OBJECTIVES:
• A. Decide whether each statement agrees with the forum thread about RAM mods, answering yes or no and quoting the deciding words: (i) felinusz puts the cost at about $25 in SMD ceramic capacitors for roughly 5 MHz of gain; (ii) Hipro5 judged his RAM mod worth the trouble; (iii) moddolicous recommends running memtest for six hours or more.
• B. Write the next part of the forum thread about RAM mods, continuing from the point where it stops.

PASSAGE TO READ:
Both sticks are the same, except that my other stick is half 310WE BH-5, and half 322WF BH-5.

jumanji969
07-02-2005, 10:01 PM
I think Hipro5 did some mods to his bh-6 ram.

stealth17
07-02-2005, 10:05 PM
I think Hipro5 did some mods to his bh-6 ram.

and you are correct. ive seen the pic. he said he gained like a couple mhz, not worth the trouble in his opinon

felinusz
07-03-2005, 03:43 PM
"Worth the trouble" is relative, isn't it? :)

$25 worth of SMD ceramic capacitors for ~5 MHz in gains... not cost effective at all. But I don't care, I'm doing it anyways :). Voltmods are fun - but most importantly, charting the gains (if any) from this will be extremely interesting to me.

To the non-overclocker my entire machine is "Not worth the trouble", and "Not cost effective" - when taken to an extreme this 'sport' is not a practical one by any means, we all know that.

A related discussion: http://www.xtremesystems.org/forums/showthread.php?t=51210

dippyskoodlez
07-03-2005, 04:06 PM
"Worth the trouble" is relative, isn't it? :)

$25 worth of SMD ceramic capacitors for ~5 MHz in gains... not cost effective at all. But I don't care, I'm doing it anyways :). Voltmods are fun - but most importantly, charting the gains (if any) from this will be extremely interesting to me.

To the non-overclocker my entire machine is "Not worth the trouble", and "Not cost effective" - when taken to an extreme this 'sport' is not a practical one by any means, we all know that.

A related discussion: http://www.xtremesystems.org/forums/showthread.php?t=51210


exactly... this is a place where even 2 mhz is worth $1 in caps. letalone 5mhz! :p:

[XC] moddolicous
07-04-2005, 07:20 AM
PM hipro about what he did on his ram. He added some types of caps and gained a few MHZ. Also, if u havent already, burn those sticks in completely. Find the highest stable overclock, let it run memtest for like 6 or more hours, then increase the clocks till u get alot of errors.

stealth17
07-04-2005, 07:26 AM
PM hipro about what he did on his ram. He added some types of caps and gained a few MHZ. Also, if u havent already, burn those sticks in completely. Find the highest stable overclock, let it run memtest for like 6 or more hours, then increase the clocks till u get alot of errors.

GIVEN DATA:
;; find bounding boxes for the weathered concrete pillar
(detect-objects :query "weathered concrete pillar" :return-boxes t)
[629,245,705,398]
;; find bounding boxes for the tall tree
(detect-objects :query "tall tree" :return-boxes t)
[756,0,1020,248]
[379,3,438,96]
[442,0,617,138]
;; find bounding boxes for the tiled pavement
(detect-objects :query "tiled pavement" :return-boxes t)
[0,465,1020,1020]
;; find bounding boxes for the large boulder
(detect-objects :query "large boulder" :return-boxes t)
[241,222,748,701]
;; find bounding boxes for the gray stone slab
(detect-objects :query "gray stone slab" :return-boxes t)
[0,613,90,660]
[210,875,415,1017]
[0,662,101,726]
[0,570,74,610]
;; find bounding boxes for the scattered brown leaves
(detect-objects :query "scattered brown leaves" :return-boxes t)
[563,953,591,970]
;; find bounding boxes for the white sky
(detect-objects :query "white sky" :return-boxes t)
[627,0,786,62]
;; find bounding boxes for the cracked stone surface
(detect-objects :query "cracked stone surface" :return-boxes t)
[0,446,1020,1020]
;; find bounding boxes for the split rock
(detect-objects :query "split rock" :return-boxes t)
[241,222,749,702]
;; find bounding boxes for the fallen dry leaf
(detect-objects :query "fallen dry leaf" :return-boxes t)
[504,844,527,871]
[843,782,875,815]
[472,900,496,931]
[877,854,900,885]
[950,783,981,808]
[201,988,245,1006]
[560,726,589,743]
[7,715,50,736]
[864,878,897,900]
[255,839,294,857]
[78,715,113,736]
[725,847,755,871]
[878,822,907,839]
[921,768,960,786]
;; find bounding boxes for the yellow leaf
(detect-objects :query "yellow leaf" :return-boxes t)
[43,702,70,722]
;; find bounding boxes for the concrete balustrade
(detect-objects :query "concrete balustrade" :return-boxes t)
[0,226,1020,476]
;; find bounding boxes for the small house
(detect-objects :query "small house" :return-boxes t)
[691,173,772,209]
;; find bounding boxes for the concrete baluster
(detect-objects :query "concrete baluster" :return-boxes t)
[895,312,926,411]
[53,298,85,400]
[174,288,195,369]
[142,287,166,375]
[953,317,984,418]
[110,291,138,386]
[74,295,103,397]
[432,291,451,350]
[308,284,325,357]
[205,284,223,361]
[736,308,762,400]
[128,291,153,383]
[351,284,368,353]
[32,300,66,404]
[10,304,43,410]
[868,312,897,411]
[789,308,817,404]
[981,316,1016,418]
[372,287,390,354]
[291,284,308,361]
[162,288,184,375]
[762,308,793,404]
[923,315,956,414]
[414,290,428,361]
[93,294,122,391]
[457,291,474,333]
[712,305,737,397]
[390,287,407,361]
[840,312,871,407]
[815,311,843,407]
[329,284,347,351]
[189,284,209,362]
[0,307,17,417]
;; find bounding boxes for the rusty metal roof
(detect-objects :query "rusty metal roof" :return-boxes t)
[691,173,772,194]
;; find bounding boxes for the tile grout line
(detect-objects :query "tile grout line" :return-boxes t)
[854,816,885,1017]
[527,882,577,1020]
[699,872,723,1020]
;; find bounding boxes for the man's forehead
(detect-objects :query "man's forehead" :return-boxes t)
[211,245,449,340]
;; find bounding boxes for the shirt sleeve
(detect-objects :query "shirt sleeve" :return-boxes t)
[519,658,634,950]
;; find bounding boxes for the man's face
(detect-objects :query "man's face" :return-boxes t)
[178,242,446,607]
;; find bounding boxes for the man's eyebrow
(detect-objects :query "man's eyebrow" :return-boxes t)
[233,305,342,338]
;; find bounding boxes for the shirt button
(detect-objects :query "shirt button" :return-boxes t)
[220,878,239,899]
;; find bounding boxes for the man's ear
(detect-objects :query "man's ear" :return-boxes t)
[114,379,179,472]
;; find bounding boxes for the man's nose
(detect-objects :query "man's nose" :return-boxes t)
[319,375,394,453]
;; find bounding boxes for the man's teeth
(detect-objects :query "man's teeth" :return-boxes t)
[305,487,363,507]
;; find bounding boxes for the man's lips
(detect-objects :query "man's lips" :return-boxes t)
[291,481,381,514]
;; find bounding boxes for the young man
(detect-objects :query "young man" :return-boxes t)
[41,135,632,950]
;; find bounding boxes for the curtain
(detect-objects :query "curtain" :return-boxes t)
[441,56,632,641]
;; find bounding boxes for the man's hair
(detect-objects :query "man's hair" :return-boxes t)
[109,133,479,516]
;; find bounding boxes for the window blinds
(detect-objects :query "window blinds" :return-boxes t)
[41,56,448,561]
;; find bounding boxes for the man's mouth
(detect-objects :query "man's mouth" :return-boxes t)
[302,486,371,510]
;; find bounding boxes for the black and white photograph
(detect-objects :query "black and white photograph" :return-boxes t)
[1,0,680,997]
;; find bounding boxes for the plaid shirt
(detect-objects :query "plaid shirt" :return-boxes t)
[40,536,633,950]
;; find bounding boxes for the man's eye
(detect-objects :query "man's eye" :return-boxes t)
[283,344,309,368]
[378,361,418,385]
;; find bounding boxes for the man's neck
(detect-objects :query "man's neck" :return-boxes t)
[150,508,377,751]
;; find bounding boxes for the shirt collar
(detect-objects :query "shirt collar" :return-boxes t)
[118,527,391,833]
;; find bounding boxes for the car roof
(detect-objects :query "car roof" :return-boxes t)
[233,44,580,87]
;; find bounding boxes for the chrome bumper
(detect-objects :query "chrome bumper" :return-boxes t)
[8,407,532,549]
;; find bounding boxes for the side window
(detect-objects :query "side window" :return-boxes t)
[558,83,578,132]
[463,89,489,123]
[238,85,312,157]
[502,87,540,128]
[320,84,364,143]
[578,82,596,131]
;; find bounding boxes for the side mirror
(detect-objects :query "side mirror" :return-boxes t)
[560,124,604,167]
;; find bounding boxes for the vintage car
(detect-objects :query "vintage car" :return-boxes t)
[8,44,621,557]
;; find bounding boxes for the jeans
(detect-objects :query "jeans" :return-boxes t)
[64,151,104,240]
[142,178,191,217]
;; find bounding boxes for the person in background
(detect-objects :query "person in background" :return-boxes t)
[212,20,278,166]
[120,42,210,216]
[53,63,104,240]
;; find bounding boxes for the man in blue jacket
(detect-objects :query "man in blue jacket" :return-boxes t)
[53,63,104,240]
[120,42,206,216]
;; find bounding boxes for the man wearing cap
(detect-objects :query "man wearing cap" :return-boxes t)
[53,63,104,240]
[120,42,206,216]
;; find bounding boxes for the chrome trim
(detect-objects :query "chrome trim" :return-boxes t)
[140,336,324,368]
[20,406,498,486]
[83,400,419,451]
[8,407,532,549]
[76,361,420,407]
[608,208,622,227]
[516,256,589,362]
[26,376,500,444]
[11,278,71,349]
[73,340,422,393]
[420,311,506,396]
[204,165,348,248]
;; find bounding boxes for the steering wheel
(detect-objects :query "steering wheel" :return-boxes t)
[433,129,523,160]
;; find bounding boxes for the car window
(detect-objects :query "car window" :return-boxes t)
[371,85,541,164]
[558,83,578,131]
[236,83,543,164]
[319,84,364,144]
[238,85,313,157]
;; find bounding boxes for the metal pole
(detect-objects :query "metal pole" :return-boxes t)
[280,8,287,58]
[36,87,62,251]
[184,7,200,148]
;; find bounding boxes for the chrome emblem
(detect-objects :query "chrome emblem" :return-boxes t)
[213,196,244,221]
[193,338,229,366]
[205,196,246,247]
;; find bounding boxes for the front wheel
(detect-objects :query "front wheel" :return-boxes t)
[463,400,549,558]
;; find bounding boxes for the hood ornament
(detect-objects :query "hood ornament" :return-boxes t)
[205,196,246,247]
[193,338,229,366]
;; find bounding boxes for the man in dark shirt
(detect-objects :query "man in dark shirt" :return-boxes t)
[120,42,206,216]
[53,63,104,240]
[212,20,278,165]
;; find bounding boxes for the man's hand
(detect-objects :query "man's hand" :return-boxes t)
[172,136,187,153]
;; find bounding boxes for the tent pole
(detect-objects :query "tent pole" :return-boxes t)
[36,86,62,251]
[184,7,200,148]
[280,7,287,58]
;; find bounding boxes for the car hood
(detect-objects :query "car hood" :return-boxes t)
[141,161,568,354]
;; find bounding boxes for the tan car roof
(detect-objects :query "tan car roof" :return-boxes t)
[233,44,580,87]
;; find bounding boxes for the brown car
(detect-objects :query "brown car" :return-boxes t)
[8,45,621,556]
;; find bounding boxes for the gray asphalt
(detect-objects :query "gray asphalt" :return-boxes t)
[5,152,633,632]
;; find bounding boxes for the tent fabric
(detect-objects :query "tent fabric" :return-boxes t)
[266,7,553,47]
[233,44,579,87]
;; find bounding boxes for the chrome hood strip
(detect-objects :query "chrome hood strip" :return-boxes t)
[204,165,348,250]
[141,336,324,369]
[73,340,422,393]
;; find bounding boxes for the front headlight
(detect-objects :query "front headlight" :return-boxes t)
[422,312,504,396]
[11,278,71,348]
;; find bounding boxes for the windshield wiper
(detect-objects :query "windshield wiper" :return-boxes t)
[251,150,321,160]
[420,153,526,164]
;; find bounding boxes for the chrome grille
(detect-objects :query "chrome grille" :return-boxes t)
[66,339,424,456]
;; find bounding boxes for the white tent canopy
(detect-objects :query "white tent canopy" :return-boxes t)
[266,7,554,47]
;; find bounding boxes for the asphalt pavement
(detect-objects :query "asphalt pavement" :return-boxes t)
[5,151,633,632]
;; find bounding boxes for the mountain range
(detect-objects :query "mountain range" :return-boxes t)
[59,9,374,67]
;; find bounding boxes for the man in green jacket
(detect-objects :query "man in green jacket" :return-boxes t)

OUTPUTS IN ORDER:
• A.
(i) Yes: "$25 worth of SMD ceramic capacitors for ~5 MHz in gains"
(ii) No: "not worth the trouble in his opinon"
(iii) Yes: "let it run memtest for like 6 or more hours"

• B.
i dont liike that type of burn in. what i do is get highest stable clockes and reduce voltage untill you can hardly boot or you get a ton of errors then run memtest #5 for many hours. i turn the reporting mode to count only so it doesnt freeze too

felinusz
07-04-2005, 08:14 AM
I've burned these sticks quite thoroughly, but I'll try your method stealth.

Acive voltage signal "starving" for extensive time periods in order to make the transistors more responsive to overvoltage..... it sometimes works with A64 processors too. I would guess that it somehow improves transistor signal tolerance.

[XC] moddolicous
07-04-2005, 10:00 AM
i dont liike that type of burn in. what i do is get highest stable clockes and reduce voltage untill you can hardly boot or you get a ton of errors then run memtest #5 for many hours. i turn the reporting mode to count only so it doesnt freeze too
Yea, u can do that too. Thats more for like a stability thing though isnt it. Thats a good way to burn them in. I think running all the test is better than just test #5, but I guess thats an opinion.
Edit: http://www.thelab.gr/reviews/ic7mods_en19.php Picture of Hipro's modded ram.

felinusz
07-04-2005, 07:15 PM
Well, better stability at any given speed/voltage should also get your sticks that much higher for peak screenshot/benchmark stable speeds. My sticks are stable at 273 Mhz, bench stable at 275 MHz, and they're good for peaked screenshots into the 280s.

Before a 'uwackme' style burn-in at 3.78V, all three of these numebrs were 2 MHz lower.

stealth17
07-04-2005, 08:49 PM
Well, better stability at any given speed/voltage should also get your sticks that much higher for peak screenshot/benchmark stable speeds. My sticks are stable at 273 Mhz, bench stable at 275 MHz, and they're good for peaked screenshots into the 280s.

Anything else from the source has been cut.